| PROVIDED TEXT |

Start of Block

This is the v0.1 form. It's a deeply unsatisfying approximation — quality is task-, prompt-, and even user-specific in ways the per-task-class smoothing washes out. But it's an honest baseline against which to measure improvements. Anything more ambitious here is downstream of §7-Q1.

What we don't know yet#

(Q1) Per-request quality estimation. $Q_p(r)$ varies dramatically within a task class. Predicting which provider will best handle a specific request — without running it through several providers and grading — is the high-value open problem. Candidate approaches: (a) lightweight proxy classifier trained on (request-embedding, winning-provider) pairs, (b) cross-provider distillation as a regulariser, (c) ensemble routing with budget-aware fallbacks. We have an open prototype on (a) and preliminary numbers suggest meaningful upside over the per-task-class baseline. Not yet shipped.

(Q2) Output-token prediction beyond MAPE 20%. The verbosity profile in §5 is a moment estimate. Tighter regions are achievable with sequence-level models (predict the distribution of output lengths, not the mean), but those models cost real compute per-request — the gain has to outweigh the prediction-time cost. Open. Worth measuring before designing.

(Q3) Online preference elicitation. Asking operators for $(\alpha, \beta, \gamma)$ once at config-time is fragile — preferences drift with traffic patterns, business pressures, and time of year. A rolling elicitation — periodically present the operator two side-by-side outputs at different cost/quality points and ask which they prefer — would give the system a continuously refined preference. Closest analogue is RLHF, but at the operator-config layer rather than the model-training layer.

(Q4) Latency variance, not just mean. §3 uses $\mathbb{E}[L_p]$. What an operator really cares about is p95 or p99 (since SLA targets are tail-defined). Replacing the mean with a tail statistic is mathematically straightforward but breaks the convex-utility framing — argmax becomes harder to interpret. Open: is there a closed-form rule under $L_p \sim \text{LogNormal}$ (which our trace data fits reasonably well)?

(Q5) Multi-step plans (with caching). Some requests are best answered by a cascade: first ask a cheap model; if confidence below threshold, escalate to a more expensive model. Routing with caching is a sequential decision problem — the second call's optimal provider depends on the first call's output. v0.1 doesn't handle this; users either always-cascade or never-cascade. Right framing is contextual bandits with cascade actions; we haven't formalised it.

End of Block

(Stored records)
Start of Block

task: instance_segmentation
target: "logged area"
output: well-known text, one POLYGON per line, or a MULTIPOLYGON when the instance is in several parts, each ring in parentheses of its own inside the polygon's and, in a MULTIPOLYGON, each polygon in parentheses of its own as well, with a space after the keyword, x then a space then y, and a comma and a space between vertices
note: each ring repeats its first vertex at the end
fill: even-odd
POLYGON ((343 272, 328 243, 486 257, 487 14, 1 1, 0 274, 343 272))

End of Block

| TASKS TO PERFORM |
a) Rewrite the stretch of the provider-routing text from "(Q5) Multi-step plans" through "haven't formalised it.", putting "low-cost model" wherever "cheap model" appears.
b) Write the next part of the provider-routing text, picking up right after its last sentence.

| WRITTEN RESPONSES |
a)
(Q5) Multi-step plans (with caching). Some requests are best answered by a cascade: first ask a low-cost model; if confidence below threshold, escalate to a more expensive model. Routing with caching is a sequential decision problem — the second call's optimal provider depends on the first call's output. v0.1 doesn't handle this; users either always-cascade or never-cascade. Right framing is contextual bandits with cascade actions; we haven't formalised it.

b)
How this maps to what ships#

The shipping system follows §3–4 directly: per request, the proxy tokenises the input, looks up the static cost coefficients and the rolling latency / quality estimates, and runs a constant-time argmax over the small set of providers that pass policy filtering. The total work is dominated by the tokeniser; the routing decision itself is a single linear scan.

The routing-decision overhead is small relative to the provider call's own latency. Users don't observe it. The interesting engineering is upstream: keeping $\mathbb{E}[L_p]$, $Q_p(r)$, and the verbosity profile up-to-date as traffic and provider behaviour drift — and the operator-facing surface that lets a team set their preferences in the units they actually reason about.

The contribution here is framing. The math is straightforward. The framing — operators want trade-offs in interpretable units — does real work in two places: it makes the routing engine explicable to people who have to defend it to finance and security, and it makes the preference parameters something an operator can reason about over time.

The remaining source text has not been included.